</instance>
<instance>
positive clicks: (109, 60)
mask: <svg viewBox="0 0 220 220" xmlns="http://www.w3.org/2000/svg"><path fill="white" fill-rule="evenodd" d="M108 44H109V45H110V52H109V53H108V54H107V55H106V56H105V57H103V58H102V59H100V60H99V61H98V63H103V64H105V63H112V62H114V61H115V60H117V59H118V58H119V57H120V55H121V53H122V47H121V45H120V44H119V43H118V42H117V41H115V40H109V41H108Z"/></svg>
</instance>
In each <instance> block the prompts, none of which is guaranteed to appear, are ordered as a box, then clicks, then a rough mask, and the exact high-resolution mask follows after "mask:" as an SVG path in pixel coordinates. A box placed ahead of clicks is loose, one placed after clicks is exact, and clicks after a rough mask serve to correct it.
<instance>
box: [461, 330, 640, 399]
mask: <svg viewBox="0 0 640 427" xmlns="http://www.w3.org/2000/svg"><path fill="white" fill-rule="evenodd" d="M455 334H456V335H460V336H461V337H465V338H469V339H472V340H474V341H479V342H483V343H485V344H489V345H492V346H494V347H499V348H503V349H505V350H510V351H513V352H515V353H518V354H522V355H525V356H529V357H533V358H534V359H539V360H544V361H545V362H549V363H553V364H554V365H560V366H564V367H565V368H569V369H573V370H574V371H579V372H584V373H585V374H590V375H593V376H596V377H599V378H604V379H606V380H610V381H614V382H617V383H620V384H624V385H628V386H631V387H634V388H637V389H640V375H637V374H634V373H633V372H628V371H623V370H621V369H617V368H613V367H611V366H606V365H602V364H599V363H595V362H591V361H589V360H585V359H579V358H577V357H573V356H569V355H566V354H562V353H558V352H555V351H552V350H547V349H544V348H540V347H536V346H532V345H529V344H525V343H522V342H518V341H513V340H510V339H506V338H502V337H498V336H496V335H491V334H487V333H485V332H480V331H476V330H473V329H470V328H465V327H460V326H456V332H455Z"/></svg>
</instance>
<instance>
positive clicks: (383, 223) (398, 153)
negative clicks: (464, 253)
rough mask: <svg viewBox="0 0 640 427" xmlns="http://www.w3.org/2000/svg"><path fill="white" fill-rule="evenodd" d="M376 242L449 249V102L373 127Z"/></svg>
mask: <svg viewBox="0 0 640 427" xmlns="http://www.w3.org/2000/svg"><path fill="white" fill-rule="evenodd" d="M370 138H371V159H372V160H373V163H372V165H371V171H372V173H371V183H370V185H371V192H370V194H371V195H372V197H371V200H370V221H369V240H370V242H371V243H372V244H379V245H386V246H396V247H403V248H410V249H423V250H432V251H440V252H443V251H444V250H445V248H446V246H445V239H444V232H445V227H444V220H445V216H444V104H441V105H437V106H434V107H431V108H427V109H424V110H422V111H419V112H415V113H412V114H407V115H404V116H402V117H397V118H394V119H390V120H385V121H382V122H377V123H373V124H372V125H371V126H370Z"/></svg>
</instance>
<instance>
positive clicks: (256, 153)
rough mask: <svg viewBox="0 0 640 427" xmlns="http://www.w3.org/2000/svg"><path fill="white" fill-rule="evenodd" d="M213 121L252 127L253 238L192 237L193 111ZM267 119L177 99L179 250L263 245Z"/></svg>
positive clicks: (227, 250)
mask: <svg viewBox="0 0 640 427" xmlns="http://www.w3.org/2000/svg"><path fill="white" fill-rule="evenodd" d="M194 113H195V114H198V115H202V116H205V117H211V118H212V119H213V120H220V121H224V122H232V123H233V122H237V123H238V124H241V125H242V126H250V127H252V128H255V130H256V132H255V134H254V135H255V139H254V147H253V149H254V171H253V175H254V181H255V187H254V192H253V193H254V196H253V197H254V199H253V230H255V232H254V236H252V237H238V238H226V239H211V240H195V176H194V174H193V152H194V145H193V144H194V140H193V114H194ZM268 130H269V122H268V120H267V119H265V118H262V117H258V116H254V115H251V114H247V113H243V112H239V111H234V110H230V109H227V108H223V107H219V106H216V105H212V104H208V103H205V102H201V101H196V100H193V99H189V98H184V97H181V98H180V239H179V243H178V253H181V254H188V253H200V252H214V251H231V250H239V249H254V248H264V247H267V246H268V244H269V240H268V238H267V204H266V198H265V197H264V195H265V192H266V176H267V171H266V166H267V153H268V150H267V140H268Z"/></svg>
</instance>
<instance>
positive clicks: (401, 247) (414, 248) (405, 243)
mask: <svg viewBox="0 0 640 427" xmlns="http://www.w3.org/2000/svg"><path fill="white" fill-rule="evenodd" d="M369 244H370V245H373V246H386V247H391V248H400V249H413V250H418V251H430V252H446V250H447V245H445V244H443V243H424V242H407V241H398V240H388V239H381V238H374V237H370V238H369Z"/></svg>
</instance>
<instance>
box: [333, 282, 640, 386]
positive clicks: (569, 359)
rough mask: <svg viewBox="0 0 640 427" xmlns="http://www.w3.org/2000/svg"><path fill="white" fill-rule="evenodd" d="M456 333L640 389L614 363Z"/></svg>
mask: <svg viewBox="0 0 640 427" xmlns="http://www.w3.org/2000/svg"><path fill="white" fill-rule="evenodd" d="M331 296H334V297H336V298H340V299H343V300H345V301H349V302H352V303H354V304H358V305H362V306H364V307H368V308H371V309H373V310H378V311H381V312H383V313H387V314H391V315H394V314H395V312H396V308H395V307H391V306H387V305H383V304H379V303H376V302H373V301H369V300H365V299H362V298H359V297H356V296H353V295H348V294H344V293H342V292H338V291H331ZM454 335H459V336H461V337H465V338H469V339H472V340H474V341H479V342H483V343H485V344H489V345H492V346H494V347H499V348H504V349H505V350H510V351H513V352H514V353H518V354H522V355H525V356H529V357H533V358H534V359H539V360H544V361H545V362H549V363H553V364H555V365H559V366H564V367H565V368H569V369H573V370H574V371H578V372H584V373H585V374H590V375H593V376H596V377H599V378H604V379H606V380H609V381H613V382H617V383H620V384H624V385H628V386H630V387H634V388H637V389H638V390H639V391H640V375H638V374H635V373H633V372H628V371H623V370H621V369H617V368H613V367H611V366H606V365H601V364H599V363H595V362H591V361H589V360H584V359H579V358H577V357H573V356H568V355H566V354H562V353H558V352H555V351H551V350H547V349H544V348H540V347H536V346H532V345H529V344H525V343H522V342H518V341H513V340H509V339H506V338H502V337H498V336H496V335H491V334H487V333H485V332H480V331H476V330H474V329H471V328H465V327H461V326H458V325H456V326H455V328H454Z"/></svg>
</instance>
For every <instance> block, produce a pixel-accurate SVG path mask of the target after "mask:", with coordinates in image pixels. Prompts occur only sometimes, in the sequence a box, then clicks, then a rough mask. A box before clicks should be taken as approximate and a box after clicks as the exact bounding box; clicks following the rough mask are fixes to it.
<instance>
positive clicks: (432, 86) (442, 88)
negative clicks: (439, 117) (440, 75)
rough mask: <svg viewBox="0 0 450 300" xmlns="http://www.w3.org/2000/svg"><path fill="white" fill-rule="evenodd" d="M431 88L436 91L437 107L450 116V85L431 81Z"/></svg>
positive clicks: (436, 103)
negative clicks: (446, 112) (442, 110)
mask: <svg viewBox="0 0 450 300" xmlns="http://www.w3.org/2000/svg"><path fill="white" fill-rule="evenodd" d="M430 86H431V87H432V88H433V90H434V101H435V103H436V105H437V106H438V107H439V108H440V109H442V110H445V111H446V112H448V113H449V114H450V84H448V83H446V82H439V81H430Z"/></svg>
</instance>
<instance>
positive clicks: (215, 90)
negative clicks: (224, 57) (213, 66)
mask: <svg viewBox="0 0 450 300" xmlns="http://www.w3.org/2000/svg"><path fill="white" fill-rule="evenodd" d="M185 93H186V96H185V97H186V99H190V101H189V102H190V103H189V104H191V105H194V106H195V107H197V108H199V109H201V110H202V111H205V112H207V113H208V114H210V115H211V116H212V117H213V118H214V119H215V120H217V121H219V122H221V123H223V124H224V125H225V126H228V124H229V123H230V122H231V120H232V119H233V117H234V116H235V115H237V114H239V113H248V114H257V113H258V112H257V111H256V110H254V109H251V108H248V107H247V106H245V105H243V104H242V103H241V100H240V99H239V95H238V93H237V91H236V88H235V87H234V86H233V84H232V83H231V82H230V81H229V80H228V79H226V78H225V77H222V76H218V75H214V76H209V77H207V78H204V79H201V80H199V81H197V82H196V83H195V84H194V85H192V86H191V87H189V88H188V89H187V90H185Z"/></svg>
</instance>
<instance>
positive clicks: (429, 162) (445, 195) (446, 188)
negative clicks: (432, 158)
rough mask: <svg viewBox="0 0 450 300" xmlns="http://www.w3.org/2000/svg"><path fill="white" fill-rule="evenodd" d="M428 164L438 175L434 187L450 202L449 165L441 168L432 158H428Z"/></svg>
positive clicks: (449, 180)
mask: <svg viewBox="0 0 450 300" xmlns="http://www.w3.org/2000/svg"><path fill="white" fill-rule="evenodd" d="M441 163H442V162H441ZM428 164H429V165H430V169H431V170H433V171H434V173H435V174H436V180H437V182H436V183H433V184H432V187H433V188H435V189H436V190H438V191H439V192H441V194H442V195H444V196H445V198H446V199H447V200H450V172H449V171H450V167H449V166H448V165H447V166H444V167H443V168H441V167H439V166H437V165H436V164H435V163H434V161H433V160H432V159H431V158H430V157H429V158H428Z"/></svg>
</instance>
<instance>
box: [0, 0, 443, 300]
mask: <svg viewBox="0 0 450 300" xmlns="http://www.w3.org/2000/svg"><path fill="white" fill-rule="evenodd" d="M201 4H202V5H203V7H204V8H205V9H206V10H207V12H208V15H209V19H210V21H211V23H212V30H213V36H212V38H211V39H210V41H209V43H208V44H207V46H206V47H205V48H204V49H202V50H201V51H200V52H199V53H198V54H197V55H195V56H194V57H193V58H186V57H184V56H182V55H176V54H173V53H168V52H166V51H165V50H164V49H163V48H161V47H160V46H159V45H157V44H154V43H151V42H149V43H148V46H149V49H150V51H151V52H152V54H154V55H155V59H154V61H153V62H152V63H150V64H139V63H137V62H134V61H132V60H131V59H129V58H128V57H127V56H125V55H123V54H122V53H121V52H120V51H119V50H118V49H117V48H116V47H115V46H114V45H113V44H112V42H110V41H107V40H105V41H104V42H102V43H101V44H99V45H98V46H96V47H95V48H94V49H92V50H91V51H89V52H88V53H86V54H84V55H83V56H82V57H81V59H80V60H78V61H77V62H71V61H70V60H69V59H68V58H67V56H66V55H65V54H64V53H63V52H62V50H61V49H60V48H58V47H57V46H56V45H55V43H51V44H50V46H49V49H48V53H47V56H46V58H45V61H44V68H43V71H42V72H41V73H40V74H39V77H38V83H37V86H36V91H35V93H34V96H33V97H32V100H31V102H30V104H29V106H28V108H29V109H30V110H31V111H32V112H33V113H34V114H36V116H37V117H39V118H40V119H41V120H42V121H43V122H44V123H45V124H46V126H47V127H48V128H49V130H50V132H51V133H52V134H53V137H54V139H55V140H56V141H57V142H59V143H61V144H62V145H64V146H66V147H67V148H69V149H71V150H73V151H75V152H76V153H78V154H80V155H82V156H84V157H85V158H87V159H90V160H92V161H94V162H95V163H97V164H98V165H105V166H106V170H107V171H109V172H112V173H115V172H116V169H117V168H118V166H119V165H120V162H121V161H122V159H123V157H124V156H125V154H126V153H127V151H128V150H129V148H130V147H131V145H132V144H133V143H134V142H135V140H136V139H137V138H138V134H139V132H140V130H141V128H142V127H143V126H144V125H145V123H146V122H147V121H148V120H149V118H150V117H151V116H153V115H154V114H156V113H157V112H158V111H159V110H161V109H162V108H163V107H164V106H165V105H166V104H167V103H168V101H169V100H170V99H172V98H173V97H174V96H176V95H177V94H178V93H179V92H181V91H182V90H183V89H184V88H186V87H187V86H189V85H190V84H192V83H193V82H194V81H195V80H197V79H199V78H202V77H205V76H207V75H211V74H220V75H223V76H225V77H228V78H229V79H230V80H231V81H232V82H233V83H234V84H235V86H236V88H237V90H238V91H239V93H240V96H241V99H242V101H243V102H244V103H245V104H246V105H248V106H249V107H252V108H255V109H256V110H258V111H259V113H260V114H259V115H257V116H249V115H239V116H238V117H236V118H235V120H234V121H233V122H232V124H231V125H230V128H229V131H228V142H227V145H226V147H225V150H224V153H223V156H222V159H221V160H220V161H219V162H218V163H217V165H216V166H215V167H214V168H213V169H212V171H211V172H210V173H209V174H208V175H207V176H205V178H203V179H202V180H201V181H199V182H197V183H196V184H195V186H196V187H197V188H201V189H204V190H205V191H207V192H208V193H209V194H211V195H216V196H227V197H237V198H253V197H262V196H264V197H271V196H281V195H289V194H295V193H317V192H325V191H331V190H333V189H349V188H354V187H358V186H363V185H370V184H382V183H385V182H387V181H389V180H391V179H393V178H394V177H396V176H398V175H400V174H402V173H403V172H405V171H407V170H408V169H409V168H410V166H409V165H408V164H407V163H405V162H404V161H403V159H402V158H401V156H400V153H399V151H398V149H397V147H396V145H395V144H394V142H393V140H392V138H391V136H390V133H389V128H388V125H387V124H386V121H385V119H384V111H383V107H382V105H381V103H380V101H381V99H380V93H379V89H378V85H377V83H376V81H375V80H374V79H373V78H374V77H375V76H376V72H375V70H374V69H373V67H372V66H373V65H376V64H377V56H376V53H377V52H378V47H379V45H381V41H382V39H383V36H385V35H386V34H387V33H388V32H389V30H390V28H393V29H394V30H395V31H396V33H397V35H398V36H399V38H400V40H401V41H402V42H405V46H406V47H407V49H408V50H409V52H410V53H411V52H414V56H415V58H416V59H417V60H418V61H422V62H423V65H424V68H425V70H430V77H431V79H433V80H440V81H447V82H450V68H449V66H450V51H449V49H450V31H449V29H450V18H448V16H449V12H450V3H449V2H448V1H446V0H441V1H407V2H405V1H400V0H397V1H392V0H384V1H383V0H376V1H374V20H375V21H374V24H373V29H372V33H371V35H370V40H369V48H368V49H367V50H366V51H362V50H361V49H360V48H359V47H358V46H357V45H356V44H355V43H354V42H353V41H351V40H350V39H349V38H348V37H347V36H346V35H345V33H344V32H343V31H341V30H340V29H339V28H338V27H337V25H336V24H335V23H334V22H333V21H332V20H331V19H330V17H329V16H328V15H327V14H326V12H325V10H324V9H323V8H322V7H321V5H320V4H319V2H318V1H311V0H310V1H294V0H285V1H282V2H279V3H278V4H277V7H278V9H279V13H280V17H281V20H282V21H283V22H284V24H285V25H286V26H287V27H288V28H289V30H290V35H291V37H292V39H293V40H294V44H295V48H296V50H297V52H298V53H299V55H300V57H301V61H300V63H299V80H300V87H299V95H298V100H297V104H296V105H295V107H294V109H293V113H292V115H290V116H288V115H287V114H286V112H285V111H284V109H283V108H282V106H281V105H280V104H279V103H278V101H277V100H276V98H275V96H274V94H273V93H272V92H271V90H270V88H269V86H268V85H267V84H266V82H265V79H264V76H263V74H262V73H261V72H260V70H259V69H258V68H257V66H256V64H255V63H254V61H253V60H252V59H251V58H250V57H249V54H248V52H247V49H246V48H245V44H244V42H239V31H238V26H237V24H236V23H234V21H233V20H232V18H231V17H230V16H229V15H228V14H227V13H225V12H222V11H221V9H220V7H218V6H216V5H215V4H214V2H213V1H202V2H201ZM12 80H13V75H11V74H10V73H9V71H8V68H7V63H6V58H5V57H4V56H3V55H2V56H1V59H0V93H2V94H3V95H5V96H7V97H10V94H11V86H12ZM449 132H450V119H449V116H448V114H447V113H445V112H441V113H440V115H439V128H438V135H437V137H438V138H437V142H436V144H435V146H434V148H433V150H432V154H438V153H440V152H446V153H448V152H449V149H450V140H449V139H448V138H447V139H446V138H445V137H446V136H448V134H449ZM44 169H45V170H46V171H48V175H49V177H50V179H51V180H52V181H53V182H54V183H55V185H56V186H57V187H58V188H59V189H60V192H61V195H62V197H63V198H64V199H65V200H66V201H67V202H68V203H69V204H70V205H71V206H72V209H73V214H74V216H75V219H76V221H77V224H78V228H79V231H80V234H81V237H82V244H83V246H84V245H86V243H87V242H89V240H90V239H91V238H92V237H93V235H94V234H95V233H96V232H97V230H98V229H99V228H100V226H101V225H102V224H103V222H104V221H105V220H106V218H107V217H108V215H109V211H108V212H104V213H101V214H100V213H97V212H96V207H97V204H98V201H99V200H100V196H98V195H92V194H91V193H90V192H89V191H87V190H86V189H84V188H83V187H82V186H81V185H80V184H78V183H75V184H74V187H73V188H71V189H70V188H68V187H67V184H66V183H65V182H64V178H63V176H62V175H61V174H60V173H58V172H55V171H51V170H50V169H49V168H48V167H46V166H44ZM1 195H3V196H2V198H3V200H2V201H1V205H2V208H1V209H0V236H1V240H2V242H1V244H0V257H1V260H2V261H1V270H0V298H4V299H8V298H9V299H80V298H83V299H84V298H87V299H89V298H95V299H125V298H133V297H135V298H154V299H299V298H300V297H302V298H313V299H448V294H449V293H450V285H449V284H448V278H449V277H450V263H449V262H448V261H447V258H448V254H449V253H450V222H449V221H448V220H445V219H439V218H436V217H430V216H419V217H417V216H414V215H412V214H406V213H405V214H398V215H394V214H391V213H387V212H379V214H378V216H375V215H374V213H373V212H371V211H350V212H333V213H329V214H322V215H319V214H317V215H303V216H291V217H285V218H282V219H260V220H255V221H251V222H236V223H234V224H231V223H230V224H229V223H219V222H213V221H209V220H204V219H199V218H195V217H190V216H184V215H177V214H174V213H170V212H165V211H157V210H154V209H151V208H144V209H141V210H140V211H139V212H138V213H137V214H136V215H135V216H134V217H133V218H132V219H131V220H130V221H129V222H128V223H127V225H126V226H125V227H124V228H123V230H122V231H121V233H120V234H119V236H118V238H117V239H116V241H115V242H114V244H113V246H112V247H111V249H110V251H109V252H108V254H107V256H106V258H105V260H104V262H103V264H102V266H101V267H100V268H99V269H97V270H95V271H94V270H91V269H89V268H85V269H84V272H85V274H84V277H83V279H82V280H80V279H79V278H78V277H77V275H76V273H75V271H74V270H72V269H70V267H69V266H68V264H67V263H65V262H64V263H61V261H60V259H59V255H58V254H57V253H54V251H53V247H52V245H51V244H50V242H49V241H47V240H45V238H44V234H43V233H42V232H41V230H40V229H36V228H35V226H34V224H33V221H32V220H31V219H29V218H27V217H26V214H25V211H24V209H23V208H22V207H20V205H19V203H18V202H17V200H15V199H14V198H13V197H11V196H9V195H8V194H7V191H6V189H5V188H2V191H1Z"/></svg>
****************
- REQUIRED WORK -
For every line of the records that has the word "pixel" in it, make a copy.

- ANSWER SPACE -
In each <instance> block the prompts, none of which is guaranteed to appear, are ordered as a box, then clicks, then a rough mask, and the exact high-resolution mask follows after "mask:" as an SVG path in pixel coordinates. A box placed ahead of clicks is loose, one placed after clicks is exact, and clicks after a rough mask serve to correct it.
For every <instance> block, produce a pixel-accurate SVG path mask of the target after "mask:", with coordinates in image pixels. Prompts occur only sometimes, in the sequence a box, then clicks, then a rough mask. A box before clicks should be taken as approximate and a box after clicks as the exact bounding box; clicks following the rough mask are fixes to it.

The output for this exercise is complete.